> _Exercise data_
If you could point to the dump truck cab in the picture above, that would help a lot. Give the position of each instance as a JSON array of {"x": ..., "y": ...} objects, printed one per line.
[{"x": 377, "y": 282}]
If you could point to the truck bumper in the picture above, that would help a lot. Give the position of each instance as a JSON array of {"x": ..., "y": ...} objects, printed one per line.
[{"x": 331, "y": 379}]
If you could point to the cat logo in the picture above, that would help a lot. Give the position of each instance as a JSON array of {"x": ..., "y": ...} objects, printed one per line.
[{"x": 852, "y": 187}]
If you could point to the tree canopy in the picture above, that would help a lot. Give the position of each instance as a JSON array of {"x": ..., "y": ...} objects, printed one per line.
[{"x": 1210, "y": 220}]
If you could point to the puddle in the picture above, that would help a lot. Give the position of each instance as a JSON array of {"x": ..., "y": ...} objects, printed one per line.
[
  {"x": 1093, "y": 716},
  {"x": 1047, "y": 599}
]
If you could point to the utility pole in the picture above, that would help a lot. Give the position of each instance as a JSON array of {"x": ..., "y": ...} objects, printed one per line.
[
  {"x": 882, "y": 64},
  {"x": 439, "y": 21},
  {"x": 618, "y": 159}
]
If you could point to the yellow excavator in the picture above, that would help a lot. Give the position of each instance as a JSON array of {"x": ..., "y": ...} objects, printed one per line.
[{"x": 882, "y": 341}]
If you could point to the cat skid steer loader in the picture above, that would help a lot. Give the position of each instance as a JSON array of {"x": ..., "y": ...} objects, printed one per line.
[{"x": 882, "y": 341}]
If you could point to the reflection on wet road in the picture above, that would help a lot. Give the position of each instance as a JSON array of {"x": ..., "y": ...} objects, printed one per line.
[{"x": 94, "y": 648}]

> _The exercise_
Reproduce the listing verbatim, from the line containing "If you could point to the cat skid" down to the end of the listing, both ends included.

> _Complete response_
If you could point to the cat skid steer loader in the picture above, that would help a lot. Give the position of each instance as a JSON array of {"x": ..., "y": ...} objects, printed one per line.
[{"x": 882, "y": 341}]
If you could point to the reflection on wet road in the picture above, that would help a lot. Give the position of each instance as a JSON array of {"x": ..., "y": ...} objects, printed one per line.
[{"x": 94, "y": 648}]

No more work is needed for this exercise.